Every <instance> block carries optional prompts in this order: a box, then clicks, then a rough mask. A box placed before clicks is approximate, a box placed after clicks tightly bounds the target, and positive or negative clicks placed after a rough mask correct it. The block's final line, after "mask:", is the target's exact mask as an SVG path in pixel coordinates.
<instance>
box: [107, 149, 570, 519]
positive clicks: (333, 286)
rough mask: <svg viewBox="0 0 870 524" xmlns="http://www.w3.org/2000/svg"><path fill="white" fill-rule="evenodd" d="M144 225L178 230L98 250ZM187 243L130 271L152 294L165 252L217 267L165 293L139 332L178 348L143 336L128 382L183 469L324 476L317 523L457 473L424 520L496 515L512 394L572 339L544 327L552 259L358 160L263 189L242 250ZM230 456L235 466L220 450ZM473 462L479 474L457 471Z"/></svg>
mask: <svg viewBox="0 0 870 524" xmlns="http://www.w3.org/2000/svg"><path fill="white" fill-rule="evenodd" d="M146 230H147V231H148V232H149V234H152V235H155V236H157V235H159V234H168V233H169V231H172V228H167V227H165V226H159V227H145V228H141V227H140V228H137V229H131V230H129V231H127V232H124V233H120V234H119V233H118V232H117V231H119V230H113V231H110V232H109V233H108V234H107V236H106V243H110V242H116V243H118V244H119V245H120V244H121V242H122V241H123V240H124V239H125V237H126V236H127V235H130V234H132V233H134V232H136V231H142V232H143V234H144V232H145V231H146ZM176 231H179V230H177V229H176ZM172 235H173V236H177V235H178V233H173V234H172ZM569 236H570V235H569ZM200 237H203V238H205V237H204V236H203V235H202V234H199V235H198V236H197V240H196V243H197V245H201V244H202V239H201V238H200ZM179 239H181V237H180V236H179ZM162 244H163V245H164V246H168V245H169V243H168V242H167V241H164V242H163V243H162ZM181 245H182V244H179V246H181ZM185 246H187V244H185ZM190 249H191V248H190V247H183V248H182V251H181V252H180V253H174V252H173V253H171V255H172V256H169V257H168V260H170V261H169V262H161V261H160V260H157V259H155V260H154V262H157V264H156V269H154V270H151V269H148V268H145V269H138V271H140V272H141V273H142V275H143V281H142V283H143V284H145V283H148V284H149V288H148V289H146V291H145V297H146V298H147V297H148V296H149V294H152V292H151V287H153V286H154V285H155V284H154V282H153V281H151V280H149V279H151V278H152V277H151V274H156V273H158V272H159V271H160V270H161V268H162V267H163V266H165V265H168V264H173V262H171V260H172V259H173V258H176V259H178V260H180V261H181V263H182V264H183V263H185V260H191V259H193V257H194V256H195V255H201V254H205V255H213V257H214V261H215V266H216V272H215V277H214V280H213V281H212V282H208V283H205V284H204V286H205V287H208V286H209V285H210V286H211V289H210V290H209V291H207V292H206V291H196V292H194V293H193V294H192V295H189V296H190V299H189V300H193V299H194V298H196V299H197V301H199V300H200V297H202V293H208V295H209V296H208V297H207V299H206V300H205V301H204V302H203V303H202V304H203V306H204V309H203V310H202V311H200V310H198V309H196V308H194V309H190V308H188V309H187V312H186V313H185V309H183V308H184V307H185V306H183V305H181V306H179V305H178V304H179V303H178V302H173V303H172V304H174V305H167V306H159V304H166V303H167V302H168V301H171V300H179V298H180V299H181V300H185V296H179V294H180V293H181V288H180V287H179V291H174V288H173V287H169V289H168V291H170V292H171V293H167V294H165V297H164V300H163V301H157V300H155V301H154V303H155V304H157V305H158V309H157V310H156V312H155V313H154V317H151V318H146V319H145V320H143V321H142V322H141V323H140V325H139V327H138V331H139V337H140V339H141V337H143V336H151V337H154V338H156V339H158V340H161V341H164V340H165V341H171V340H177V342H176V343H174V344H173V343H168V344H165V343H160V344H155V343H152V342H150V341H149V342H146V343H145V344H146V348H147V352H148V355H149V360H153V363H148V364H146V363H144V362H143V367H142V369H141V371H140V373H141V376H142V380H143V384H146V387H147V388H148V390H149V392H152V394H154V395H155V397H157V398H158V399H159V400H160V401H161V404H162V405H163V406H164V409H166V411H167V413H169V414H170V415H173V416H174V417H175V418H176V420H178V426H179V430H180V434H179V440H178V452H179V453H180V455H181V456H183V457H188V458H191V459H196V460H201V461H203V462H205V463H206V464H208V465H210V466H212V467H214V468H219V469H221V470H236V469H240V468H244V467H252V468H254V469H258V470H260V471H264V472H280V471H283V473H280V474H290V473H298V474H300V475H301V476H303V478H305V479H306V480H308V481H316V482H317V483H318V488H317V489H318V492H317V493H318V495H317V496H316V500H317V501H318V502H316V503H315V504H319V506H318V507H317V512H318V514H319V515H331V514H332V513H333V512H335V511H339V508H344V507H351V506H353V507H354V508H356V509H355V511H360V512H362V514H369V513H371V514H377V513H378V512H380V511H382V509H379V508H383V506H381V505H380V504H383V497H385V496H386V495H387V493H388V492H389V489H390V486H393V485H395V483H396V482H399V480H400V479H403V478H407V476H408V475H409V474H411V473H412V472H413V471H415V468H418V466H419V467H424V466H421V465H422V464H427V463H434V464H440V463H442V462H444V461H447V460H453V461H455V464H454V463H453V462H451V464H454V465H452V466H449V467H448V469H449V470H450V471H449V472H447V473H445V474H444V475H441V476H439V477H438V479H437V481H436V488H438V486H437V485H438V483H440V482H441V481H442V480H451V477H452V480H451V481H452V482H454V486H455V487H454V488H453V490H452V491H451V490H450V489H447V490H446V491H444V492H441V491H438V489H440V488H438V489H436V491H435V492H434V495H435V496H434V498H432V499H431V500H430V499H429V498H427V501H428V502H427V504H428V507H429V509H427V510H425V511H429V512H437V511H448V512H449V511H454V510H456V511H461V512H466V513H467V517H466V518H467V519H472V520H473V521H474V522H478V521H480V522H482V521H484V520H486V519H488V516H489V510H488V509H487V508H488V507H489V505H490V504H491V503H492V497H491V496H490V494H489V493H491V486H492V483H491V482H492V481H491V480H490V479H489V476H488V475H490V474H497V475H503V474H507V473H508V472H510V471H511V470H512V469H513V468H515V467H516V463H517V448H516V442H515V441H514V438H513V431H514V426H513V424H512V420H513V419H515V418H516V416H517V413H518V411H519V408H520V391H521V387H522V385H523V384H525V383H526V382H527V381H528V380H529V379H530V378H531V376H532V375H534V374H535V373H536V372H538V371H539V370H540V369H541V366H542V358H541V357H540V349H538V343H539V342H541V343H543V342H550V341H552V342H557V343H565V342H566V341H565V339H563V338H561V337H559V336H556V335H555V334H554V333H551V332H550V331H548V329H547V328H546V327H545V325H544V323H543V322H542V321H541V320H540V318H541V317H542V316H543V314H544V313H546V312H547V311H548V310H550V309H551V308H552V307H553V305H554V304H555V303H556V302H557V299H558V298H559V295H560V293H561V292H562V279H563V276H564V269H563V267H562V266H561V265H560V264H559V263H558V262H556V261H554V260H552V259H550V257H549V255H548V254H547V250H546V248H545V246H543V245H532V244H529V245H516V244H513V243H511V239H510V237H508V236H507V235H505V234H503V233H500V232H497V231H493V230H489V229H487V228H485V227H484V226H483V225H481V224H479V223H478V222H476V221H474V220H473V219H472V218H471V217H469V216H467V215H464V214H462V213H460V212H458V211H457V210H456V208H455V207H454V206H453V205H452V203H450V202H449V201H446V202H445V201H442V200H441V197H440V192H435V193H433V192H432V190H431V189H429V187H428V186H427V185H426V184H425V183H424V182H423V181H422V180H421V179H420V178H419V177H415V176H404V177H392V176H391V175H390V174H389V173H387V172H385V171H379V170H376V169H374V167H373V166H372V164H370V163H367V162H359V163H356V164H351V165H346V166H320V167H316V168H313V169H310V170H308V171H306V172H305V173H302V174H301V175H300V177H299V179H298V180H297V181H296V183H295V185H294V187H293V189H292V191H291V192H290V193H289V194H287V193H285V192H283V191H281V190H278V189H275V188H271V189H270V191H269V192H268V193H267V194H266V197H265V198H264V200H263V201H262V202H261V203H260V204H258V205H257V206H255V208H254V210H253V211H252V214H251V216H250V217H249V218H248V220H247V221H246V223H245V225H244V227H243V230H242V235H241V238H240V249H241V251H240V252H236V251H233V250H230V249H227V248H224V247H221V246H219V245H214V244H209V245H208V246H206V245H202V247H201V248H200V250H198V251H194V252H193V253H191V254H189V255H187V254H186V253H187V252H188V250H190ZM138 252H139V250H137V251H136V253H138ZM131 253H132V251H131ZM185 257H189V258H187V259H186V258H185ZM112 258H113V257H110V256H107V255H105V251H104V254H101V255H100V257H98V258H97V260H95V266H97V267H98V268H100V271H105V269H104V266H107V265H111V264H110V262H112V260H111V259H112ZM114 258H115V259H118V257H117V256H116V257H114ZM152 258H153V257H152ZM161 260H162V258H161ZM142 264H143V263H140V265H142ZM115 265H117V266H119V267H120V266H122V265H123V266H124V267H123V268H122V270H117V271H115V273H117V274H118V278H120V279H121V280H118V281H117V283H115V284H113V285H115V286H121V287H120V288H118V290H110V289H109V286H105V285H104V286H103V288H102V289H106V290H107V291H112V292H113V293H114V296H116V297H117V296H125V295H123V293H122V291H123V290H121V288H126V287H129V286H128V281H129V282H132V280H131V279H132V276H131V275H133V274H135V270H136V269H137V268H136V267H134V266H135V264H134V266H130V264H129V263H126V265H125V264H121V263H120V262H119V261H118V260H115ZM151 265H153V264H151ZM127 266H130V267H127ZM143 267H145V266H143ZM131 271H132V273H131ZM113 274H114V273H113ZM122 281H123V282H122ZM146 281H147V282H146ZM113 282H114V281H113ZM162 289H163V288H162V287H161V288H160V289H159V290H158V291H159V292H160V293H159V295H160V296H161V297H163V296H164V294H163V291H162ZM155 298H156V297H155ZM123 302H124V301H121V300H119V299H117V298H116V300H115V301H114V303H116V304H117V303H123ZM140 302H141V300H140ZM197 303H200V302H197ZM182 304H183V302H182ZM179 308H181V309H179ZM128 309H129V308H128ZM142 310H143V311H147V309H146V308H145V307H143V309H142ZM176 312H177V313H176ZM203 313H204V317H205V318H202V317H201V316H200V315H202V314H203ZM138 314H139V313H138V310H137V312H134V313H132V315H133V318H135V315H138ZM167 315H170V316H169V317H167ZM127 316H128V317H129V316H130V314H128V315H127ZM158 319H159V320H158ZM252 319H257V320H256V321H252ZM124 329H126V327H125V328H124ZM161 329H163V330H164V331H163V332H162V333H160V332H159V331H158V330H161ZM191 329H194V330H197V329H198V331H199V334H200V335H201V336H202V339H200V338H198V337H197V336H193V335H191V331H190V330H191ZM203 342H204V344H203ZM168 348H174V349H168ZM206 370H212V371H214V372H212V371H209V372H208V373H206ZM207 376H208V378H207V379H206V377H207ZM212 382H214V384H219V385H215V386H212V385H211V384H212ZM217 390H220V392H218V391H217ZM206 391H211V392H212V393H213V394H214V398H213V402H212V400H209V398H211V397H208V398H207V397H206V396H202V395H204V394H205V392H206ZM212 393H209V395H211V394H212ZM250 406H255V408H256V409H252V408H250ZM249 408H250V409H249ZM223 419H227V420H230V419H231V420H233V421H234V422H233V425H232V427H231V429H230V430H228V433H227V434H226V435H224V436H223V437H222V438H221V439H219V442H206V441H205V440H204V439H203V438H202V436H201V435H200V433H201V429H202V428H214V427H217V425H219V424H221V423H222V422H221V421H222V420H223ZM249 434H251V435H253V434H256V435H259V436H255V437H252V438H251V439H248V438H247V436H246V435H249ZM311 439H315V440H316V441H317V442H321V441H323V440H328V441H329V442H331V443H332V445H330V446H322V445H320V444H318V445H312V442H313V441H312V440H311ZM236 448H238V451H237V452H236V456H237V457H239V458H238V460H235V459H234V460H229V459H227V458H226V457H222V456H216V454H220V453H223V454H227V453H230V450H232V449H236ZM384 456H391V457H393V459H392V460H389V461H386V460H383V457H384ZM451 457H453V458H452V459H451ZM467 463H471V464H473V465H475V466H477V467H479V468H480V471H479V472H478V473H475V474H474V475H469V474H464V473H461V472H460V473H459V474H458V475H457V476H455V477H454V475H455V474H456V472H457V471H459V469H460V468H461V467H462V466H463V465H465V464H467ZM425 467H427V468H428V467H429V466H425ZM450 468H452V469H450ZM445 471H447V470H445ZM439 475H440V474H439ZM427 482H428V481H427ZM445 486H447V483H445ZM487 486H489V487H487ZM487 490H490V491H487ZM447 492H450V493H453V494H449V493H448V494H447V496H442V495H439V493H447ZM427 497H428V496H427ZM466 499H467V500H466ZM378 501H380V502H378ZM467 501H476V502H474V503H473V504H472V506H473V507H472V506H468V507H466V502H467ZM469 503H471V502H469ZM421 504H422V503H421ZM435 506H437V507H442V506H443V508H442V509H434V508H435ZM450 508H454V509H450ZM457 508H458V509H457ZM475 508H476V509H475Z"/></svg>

**What is needed:** Lines in the records that hold "instance" should be tallied, with the total given on its own.

**Output of the exercise:** 2